* What the exercise asks
Which lines below contain the word "concrete"? Copy each one.

Referring expression pointing data
******

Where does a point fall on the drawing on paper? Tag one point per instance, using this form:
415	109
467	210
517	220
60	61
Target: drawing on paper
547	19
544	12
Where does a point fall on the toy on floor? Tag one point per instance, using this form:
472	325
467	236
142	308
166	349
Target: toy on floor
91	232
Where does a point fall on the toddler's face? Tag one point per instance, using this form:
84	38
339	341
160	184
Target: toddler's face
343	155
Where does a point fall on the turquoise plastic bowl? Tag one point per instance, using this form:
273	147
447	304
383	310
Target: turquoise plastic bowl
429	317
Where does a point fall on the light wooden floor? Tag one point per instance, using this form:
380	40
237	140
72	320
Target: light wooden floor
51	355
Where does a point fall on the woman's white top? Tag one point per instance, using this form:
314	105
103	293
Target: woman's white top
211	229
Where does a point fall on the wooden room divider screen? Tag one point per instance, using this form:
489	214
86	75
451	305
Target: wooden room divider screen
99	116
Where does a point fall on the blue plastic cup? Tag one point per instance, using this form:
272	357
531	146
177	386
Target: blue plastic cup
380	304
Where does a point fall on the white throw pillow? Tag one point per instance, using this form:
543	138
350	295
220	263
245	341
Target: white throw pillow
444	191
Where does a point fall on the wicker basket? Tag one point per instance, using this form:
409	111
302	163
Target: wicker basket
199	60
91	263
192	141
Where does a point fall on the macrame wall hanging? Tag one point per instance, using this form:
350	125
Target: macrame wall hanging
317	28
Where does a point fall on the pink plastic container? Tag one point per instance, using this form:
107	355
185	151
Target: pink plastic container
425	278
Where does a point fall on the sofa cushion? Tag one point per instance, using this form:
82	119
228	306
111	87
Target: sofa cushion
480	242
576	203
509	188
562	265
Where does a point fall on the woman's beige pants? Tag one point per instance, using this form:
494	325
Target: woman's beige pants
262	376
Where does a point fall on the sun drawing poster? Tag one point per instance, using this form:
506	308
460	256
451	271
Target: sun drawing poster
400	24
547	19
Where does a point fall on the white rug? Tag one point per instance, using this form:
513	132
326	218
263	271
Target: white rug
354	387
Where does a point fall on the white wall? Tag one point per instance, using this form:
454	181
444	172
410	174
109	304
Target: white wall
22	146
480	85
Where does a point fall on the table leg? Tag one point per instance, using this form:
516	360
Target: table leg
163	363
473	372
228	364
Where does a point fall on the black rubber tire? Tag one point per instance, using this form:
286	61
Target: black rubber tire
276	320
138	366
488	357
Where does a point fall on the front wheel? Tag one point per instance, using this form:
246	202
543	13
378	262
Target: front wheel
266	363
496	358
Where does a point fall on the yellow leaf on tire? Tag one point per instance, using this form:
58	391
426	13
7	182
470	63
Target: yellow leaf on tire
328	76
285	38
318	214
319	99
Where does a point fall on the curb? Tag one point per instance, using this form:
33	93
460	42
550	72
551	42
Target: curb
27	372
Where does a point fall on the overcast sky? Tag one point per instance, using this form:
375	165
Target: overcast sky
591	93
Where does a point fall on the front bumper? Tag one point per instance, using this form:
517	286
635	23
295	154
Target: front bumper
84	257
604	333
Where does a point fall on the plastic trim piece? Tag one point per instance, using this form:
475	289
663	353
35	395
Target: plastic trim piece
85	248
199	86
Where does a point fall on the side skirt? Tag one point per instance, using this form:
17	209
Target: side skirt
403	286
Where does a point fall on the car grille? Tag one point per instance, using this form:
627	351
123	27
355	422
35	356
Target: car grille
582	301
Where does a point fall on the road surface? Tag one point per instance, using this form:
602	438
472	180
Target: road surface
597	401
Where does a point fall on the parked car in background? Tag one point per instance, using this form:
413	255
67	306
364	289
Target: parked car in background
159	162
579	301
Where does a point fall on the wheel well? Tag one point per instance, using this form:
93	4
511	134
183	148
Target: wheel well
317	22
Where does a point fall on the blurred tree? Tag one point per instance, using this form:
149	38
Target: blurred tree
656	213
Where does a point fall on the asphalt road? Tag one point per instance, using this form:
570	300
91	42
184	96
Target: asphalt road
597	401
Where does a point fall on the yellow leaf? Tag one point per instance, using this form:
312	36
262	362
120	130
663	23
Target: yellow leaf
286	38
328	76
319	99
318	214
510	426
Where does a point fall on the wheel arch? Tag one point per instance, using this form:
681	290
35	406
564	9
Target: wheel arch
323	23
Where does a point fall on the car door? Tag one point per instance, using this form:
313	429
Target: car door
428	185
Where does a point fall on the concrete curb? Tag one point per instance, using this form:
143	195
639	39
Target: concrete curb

******

* Written answer
Where does a point fall on the concrete curb? Tag one point per instance, using this form:
Target: concrete curb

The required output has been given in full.